The task
All lines in the listing below from the one containing "y=237, one point per instance." through the last should be written out exactly, and only those.

BEGIN

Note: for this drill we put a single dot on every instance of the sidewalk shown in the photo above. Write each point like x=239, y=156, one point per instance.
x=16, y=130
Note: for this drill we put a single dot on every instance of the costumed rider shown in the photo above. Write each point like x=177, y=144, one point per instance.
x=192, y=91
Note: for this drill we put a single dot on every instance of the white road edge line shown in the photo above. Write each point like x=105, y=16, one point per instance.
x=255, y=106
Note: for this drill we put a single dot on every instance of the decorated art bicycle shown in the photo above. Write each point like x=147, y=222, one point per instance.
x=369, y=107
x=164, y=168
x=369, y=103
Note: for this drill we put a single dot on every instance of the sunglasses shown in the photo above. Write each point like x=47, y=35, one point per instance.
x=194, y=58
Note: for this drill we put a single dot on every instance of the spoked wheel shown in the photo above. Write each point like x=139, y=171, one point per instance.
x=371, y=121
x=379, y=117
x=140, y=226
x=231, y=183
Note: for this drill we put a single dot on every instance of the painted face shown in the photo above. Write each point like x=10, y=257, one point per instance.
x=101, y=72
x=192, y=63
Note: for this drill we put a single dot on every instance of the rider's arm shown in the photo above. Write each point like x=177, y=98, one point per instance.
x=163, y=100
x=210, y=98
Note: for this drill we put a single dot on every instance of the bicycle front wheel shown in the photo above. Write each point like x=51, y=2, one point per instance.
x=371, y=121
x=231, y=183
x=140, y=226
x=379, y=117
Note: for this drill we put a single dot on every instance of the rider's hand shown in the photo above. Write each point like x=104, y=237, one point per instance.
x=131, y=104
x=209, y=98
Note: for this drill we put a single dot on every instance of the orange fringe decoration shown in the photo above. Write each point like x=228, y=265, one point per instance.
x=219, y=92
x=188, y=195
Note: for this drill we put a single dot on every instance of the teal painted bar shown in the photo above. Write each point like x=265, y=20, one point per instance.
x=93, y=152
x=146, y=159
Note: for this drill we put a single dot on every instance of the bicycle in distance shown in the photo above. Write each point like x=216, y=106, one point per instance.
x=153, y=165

END

Exercise answer
Note: for this drill we put a single dot on every instance of the rider's hand shown in the photo above. Write each point like x=104, y=237, one point per instance.
x=131, y=104
x=209, y=98
Note: for this drill we put a single dot on every instance of the orange fringe decoration shown in the photo above. Write each point like x=228, y=265, one point per instance.
x=219, y=92
x=188, y=195
Note: for this drill we put a single dot on every instance of the teal painted bar shown in the photo above. Write each point like x=265, y=20, one point per instance.
x=93, y=152
x=146, y=159
Note: for this drill we put a single dot on every instance of the bicycle in distance shown in the photo above. Write each point like x=216, y=106, one point per instance.
x=153, y=165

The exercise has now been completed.